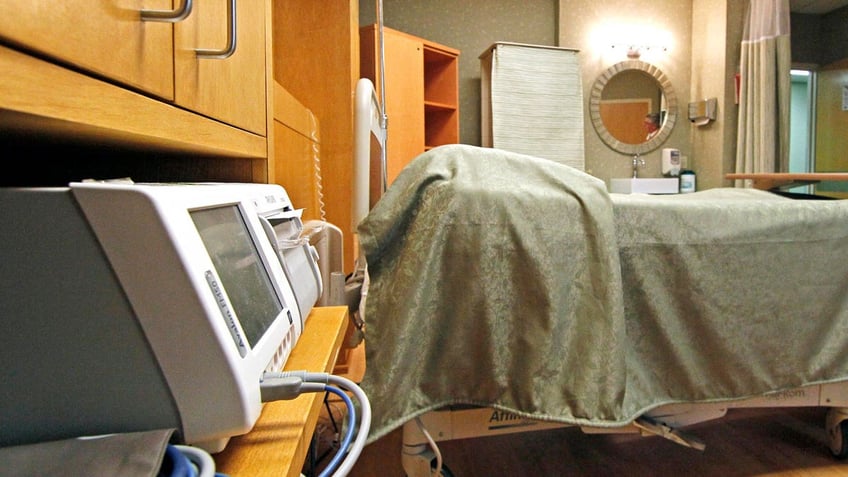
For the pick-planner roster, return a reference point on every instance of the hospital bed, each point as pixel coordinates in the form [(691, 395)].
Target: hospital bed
[(509, 293)]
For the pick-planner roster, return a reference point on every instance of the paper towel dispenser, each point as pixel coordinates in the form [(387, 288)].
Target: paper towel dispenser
[(702, 112)]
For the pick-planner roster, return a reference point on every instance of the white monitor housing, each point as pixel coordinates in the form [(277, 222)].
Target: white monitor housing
[(140, 306)]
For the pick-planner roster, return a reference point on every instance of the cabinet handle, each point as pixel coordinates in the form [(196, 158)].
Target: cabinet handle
[(228, 50), (171, 16)]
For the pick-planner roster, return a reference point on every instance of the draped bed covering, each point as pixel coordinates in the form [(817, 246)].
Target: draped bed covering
[(505, 280)]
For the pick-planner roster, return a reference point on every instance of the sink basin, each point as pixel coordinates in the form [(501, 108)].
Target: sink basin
[(646, 185)]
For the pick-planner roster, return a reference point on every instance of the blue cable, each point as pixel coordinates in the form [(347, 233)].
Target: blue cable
[(351, 422), (180, 464)]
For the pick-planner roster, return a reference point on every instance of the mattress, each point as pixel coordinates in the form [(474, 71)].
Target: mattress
[(504, 280)]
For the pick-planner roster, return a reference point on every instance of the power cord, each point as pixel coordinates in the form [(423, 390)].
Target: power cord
[(291, 384), (188, 461)]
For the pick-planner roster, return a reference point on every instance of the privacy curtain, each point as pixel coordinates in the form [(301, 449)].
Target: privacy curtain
[(763, 136)]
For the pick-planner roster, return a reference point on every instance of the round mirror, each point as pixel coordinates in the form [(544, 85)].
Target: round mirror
[(633, 107)]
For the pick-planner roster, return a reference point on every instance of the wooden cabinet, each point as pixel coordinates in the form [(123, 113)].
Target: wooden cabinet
[(422, 92), (95, 72), (156, 57), (323, 79)]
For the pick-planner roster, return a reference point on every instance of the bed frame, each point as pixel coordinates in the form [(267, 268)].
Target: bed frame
[(419, 450)]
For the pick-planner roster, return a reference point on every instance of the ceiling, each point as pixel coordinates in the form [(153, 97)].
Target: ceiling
[(815, 7)]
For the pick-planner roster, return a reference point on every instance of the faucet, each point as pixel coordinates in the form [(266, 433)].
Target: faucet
[(637, 161)]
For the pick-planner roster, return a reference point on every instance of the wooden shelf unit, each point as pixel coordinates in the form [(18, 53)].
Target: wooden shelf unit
[(422, 92)]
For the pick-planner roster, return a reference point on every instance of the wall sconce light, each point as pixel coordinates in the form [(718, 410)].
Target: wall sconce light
[(634, 51)]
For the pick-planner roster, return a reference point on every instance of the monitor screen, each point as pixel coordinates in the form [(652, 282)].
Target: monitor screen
[(238, 263)]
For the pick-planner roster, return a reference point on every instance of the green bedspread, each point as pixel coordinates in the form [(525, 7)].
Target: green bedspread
[(504, 280)]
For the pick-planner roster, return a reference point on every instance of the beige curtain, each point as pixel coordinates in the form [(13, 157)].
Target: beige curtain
[(763, 136)]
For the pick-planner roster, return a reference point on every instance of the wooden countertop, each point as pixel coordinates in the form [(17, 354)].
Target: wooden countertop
[(776, 180), (280, 439)]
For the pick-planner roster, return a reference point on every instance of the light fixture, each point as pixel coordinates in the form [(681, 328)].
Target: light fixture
[(634, 51)]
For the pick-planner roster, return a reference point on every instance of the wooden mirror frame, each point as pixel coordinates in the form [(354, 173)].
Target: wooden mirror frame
[(667, 91)]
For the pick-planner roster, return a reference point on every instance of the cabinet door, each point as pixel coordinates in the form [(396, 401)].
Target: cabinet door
[(231, 89), (105, 38)]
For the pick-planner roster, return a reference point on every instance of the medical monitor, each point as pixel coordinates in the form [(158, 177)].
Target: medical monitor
[(141, 306)]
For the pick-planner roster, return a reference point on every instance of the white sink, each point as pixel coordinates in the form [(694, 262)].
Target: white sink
[(646, 185)]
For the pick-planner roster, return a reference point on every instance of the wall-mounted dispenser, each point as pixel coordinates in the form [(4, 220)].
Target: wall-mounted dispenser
[(702, 112)]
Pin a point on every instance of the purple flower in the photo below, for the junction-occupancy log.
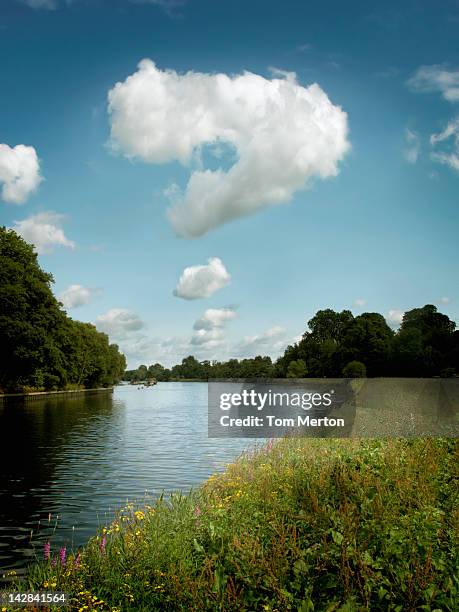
(62, 554)
(77, 560)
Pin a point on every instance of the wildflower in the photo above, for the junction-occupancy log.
(62, 554)
(77, 561)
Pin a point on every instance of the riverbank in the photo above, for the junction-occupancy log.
(38, 395)
(302, 525)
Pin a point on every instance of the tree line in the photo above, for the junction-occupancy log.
(338, 344)
(41, 347)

**What is required:**
Could you write out the records from their first line through the line containing "[(505, 280)]", both included, with "cabinet handle" swapped for "drawer pull" and everything else unchanged? Leave the pictures out of your answer.

**Response for this exercise:**
For the pick-planner roster, return a reference point on every instance of the hospital bed, each point as pixel coordinates in the form [(691, 395)].
Target: hospital bed
[(509, 293)]
For the pick-planner roster, return a reference point on every instance of the paper towel dispenser, each point as pixel coordinates in the form [(387, 288)].
Target: paper towel dispenser
[(702, 112)]
For the pick-planner roster, return a reference point on every instance of the white monitor housing, each point as pixel coordinates in the form [(277, 222)].
Target: white monitor housing
[(140, 306)]
For the pick-planner roster, return a reference point on every instance of the drawer pull, each point as pixel coordinates in the form [(196, 158)].
Target: drawer pull
[(228, 50), (171, 16)]
For the pick-planner roster, return a reference point on every instance of the draped bed covering, each point as pixel coordinates in the form [(817, 246)].
Target: draped bed covering
[(505, 280)]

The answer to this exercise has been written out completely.